Your assignment. Everything from the line with "locate the asphalt" to the end of the data is to be retyped exactly, and nothing else.

Records provided.
***

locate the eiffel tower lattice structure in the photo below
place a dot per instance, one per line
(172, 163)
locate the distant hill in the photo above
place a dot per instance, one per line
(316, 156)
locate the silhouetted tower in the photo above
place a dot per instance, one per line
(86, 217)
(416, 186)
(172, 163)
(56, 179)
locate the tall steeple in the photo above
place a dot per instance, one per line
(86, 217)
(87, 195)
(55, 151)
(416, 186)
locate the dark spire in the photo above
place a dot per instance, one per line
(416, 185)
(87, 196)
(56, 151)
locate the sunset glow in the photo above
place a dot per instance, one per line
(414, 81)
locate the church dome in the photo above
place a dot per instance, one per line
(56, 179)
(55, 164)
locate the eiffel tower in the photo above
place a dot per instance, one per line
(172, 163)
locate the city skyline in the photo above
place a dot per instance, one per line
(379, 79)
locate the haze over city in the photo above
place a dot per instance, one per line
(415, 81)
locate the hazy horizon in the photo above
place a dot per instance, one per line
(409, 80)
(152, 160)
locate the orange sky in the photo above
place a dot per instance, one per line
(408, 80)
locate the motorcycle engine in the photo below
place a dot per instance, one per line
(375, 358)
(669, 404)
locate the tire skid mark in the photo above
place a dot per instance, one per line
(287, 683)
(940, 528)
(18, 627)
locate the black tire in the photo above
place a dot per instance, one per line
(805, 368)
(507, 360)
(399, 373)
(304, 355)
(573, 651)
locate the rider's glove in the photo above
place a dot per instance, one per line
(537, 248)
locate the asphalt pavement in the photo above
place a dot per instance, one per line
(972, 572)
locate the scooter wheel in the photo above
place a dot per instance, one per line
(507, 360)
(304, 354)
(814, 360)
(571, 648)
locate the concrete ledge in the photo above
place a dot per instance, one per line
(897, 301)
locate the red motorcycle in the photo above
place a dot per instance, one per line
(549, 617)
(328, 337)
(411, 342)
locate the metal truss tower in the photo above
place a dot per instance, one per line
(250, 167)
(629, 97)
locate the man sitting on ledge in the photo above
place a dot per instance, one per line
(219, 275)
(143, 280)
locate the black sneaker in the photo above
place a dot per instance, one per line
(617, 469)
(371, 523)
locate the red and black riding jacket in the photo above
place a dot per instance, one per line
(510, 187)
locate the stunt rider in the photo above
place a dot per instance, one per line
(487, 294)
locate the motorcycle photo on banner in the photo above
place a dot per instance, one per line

***

Exercise response.
locate the asphalt pavement in the photo above
place a dot per instance, one per line
(972, 572)
locate the scooter wheel in the photo above
place a dot per instance, one per line
(507, 360)
(304, 354)
(814, 360)
(571, 648)
locate the concrete ledge in the photo above
place a dot per instance, one per line
(897, 301)
locate the red motorcycle in the photo above
place a dot per instance, one per line
(549, 617)
(328, 337)
(411, 342)
locate the metal truss tower in the photo above
place a dot per instance, one per line
(250, 167)
(629, 97)
locate the man sitting on ledge in the photo above
place a dot per instance, one per line
(219, 275)
(143, 280)
locate the black sneaker in the photo above
place a dot per instance, one per line
(617, 469)
(371, 523)
locate the red and black riding jacket in the photo above
place a dot per instance, one per line
(510, 187)
locate the stunt rider in the photo above
place a dot per instance, one per line
(487, 294)
locate the motorcycle photo on banner in the photo above
place a dot per instance, one per line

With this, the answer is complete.